### INPUT
********************
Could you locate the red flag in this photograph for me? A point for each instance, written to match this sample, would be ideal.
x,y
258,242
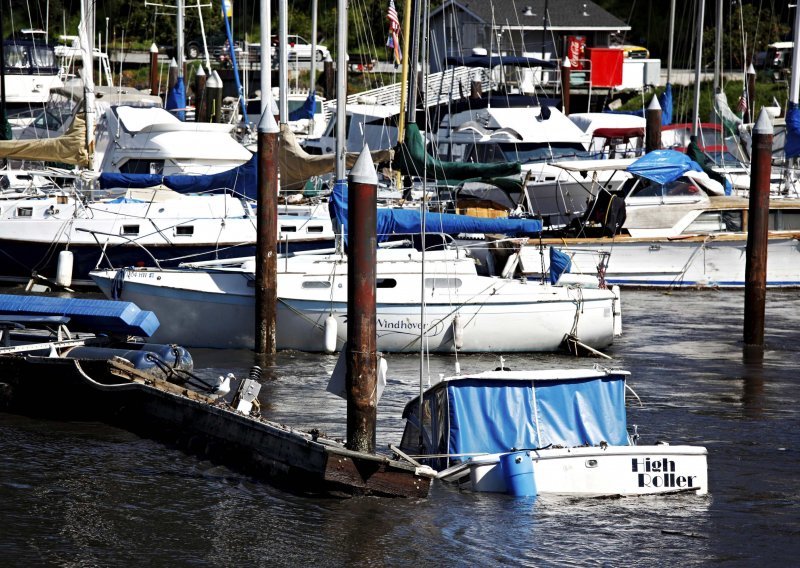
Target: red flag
x,y
394,31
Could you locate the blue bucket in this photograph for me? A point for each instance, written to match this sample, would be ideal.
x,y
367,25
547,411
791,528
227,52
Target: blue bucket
x,y
518,474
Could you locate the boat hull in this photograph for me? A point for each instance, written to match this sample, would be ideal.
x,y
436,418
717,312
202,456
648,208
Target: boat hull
x,y
613,470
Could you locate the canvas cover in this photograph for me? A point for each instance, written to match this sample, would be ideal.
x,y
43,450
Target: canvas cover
x,y
69,148
663,166
413,159
409,221
495,415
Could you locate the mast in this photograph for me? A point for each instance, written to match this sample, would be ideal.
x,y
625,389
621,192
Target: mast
x,y
698,61
341,86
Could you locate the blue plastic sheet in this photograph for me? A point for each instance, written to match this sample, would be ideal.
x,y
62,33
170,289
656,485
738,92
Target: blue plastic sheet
x,y
176,99
409,221
241,179
792,147
663,166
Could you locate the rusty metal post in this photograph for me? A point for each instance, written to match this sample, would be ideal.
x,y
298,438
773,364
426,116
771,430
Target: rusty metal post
x,y
751,94
361,356
154,69
566,71
653,126
200,101
267,236
755,286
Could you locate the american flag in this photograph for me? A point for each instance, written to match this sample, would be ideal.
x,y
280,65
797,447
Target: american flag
x,y
394,31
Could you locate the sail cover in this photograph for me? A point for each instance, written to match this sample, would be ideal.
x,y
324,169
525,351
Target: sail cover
x,y
69,148
409,221
663,166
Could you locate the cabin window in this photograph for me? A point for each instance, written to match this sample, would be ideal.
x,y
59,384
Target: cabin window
x,y
716,222
784,220
136,166
442,282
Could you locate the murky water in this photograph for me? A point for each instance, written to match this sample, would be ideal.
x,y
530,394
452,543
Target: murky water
x,y
85,494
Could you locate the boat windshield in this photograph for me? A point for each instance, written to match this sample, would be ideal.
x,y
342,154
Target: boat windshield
x,y
528,152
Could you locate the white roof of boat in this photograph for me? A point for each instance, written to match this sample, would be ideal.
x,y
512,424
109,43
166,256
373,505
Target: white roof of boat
x,y
541,375
595,165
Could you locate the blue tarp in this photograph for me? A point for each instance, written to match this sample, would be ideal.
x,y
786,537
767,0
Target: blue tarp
x,y
663,166
306,110
792,147
495,415
560,263
176,99
490,61
665,100
242,180
409,221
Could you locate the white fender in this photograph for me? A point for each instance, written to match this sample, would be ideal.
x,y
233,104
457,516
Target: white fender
x,y
331,334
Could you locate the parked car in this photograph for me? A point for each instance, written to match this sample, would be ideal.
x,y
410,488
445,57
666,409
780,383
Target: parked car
x,y
300,49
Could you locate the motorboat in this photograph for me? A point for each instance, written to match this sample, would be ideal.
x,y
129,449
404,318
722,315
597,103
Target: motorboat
x,y
213,305
527,433
678,229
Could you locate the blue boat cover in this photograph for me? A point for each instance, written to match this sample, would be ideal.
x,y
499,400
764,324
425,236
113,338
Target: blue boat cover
x,y
409,221
493,415
242,180
306,110
664,99
488,61
792,131
560,263
176,99
99,316
663,166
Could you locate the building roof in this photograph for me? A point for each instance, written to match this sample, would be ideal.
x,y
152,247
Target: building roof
x,y
564,14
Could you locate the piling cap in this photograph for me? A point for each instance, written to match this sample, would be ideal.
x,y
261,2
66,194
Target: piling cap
x,y
364,169
267,124
764,123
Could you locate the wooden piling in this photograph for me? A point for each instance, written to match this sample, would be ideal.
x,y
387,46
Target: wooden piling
x,y
267,236
755,286
653,126
566,71
361,356
154,69
200,101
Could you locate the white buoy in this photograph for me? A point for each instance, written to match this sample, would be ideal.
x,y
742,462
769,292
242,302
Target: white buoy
x,y
458,332
331,334
617,311
64,268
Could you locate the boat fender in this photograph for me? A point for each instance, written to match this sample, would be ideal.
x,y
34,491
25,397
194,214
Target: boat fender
x,y
458,332
64,268
331,334
173,355
145,361
517,467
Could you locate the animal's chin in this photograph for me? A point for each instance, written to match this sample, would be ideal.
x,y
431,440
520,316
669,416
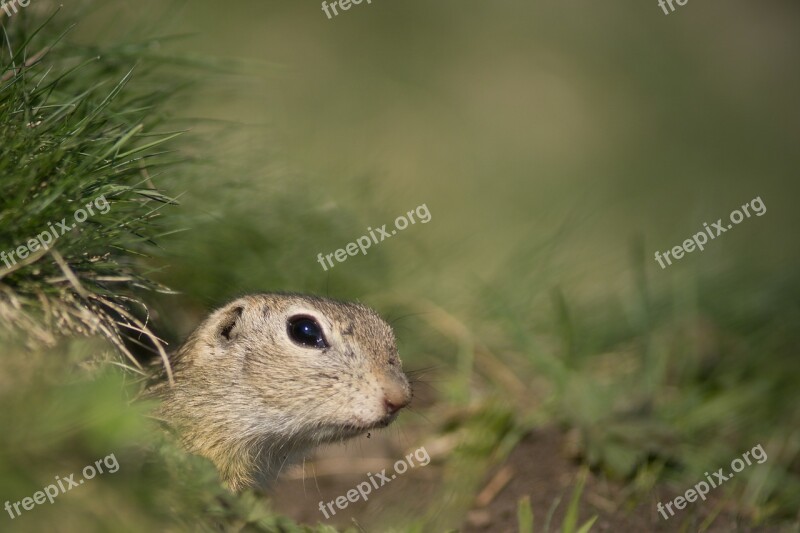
********************
### PROBLEM
Return all of the material precisely as written. No picture belongs in it.

### OUTPUT BELOW
Could you locate the red flag in this photograph for me? A point for each instance, written to match this sample, would be ideal.
x,y
258,242
Target: red flag
x,y
394,31
Could you locate the blue bucket in this photograph for me? A point for each instance, written to match this sample, would be ideal.
x,y
367,25
547,411
791,528
227,52
Target: blue bucket
x,y
518,474
Could you locate the boat hull in this photograph for me? A point for each instance, written to match this sample, would be ideal.
x,y
436,418
717,312
202,456
648,208
Target: boat hull
x,y
613,470
Could you locate the canvas cover in this photograph for me? A point for each instance, written to match this sample, would be ideal.
x,y
43,450
Target: canvas cover
x,y
69,148
663,166
413,159
409,221
495,415
Could you locate the mast in this photograph for me? A point for each instance, written to match this sample, would be ideal.
x,y
625,389
621,192
Target: mast
x,y
698,61
341,86
Could you locate the blue plastic sheet in this photograph for me? A point for each instance, written to match this sample, would be ideal.
x,y
62,33
170,289
656,485
738,92
Target: blue plastic sheet
x,y
176,99
409,221
241,179
792,147
663,166
Could you locate the rusty metal post in this photograph for me? A point for each instance, written to match this sample, would be ideal.
x,y
298,438
773,364
426,116
771,430
Target: rusty metal post
x,y
751,94
361,356
154,69
566,71
653,126
200,101
267,236
755,286
Could you locate the american flag in this photograph for me? A point for each instance, written to match this sample, would be ideal.
x,y
280,65
797,447
Target: american flag
x,y
394,31
Could you locate the sail cover in this photograph for me? A point for each instance, written to match this sample, would be ideal.
x,y
324,169
525,351
Target: sail cover
x,y
69,148
409,221
663,166
Could you locate the cabin window in this photograph for me? A point for each instance, written to match this sample, would be ideal.
x,y
59,384
Target: cabin window
x,y
716,222
784,220
136,166
442,282
Could you locate the murky water in this photograph for me? A point for each instance, written to match this sample, would be ideal.
x,y
530,394
452,543
Target: murky water
x,y
85,494
Could you locate the boat windshield in this photograph for me? A point for each instance, written to match this sample, would be ideal.
x,y
342,154
Target: boat windshield
x,y
528,152
Could you locate the white roof of boat in this photograph for me? A point for each instance, written to match this sample, would be ideal.
x,y
512,424
109,43
166,256
373,505
Target: white roof of boat
x,y
541,375
595,165
Could you locate the blue tarp in this photograph for me? A point for each instance, written to match this sample, would be ideal.
x,y
786,537
767,0
Target: blue tarp
x,y
663,166
306,110
792,147
495,415
560,263
176,99
490,61
665,100
242,180
409,221
Could you locate the white fender in this photograph for me? A point for each instance, written to match this sample, would be ideal.
x,y
233,104
457,516
Target: white fender
x,y
331,334
Could you locate the parked car in this photograph for me? A point for each instance, written to match this sample, would be ideal.
x,y
410,488
445,57
666,409
780,383
Target: parked car
x,y
300,49
Could you locate the motorboat in this photograph for me? A point for each instance, written to match this sample, would be ideal.
x,y
129,449
404,318
722,315
597,103
Target: motorboat
x,y
213,305
527,433
678,229
Could you locate the blue boat cover in this photograph for me? A point for each instance, written to match this sample, would be ideal.
x,y
499,400
764,324
425,236
113,338
Target: blue boat cover
x,y
409,221
493,415
242,180
306,110
664,99
488,61
792,131
560,263
176,99
99,316
663,166
Could you locate the building roof in this photograph for me? A point for each instance, written to match this sample, would be ideal.
x,y
152,247
Target: building roof
x,y
564,14
Could you locate the piling cap in this photograph for me? A point for each instance, written to match this sample, would be ideal.
x,y
261,2
66,194
Target: piling cap
x,y
364,169
267,124
764,123
Could you locate the wooden piling in this photograph for me? A point for each instance, written to match this sample, would be ideal.
x,y
387,46
Target: wooden piling
x,y
267,236
755,286
653,126
566,71
361,356
154,69
200,101
Could you locate the white buoy in this photograph for me? A point for each instance, written to match this sample, would be ideal.
x,y
742,462
769,292
242,302
Target: white buoy
x,y
458,332
331,334
617,311
64,268
Could you locate the boat fender in this photograph for me? A point for each instance, written to match this sample, would be ideal.
x,y
34,491
25,397
194,214
Target: boat fender
x,y
458,332
64,268
331,334
173,355
145,361
517,467
Could you locate the animal's chin in this photograph for me? A point for each instance, written to match this sample, would be ideal.
x,y
431,440
520,316
669,416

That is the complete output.